_ACTIVITY_
Every entry needs to be printed exactly, please.
══ EXTRACTED DATA ══
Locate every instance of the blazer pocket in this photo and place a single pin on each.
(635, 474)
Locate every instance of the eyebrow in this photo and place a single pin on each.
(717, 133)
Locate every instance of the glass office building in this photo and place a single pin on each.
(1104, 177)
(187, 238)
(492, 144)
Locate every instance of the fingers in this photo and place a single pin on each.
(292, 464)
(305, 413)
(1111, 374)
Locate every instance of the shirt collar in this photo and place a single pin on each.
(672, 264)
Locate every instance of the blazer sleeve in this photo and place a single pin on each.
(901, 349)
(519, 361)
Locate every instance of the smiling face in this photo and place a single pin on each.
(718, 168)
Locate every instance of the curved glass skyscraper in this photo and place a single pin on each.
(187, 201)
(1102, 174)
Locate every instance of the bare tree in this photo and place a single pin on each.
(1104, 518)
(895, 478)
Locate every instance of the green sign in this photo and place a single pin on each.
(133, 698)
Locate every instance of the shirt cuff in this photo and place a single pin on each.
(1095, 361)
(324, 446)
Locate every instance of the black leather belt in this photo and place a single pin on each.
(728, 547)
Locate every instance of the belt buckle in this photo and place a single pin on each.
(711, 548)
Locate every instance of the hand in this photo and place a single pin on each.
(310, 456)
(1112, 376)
═══
_REPLY TO THE TASK_
Locate every instance of the blazer pocket in this photo and place a single pin on each.
(635, 474)
Locate every instance of the eyebrow in this photo and place a single pin on each.
(717, 133)
Locate every instance of the glass office building in this photo and place a single pin on each.
(1104, 177)
(187, 238)
(492, 144)
Locate every instance of the fingers in this photo and place a single pin on each.
(292, 464)
(305, 413)
(1111, 374)
Locate every instance of the shirt collar in this photo and place a single pin on each.
(672, 264)
Locate every instance of the blazer sleeve in this photo and place a single pin on each.
(901, 349)
(519, 361)
Locate every instance of the smiling face in this photo and place a single pin on each.
(718, 168)
Locate every instance of the curved glass skyscraper in this photo and place a single pin on each.
(187, 201)
(1102, 174)
Locate every instance of the bare tree in this photo and place a single pin on each.
(1104, 518)
(895, 478)
Locate every instance of the green sign in this photo and place a single pin on each.
(133, 698)
Locate every instance of the shirt cuff in this photo and place a single pin on each.
(1095, 361)
(324, 446)
Locate every instance of the black leather belt in this photo and place a single pin on each.
(728, 547)
Locate every instance of the belt buckle in this photo and place a single pin on each.
(711, 548)
Locate every instance of the hand in this photo and place a single pin on each.
(310, 456)
(1112, 376)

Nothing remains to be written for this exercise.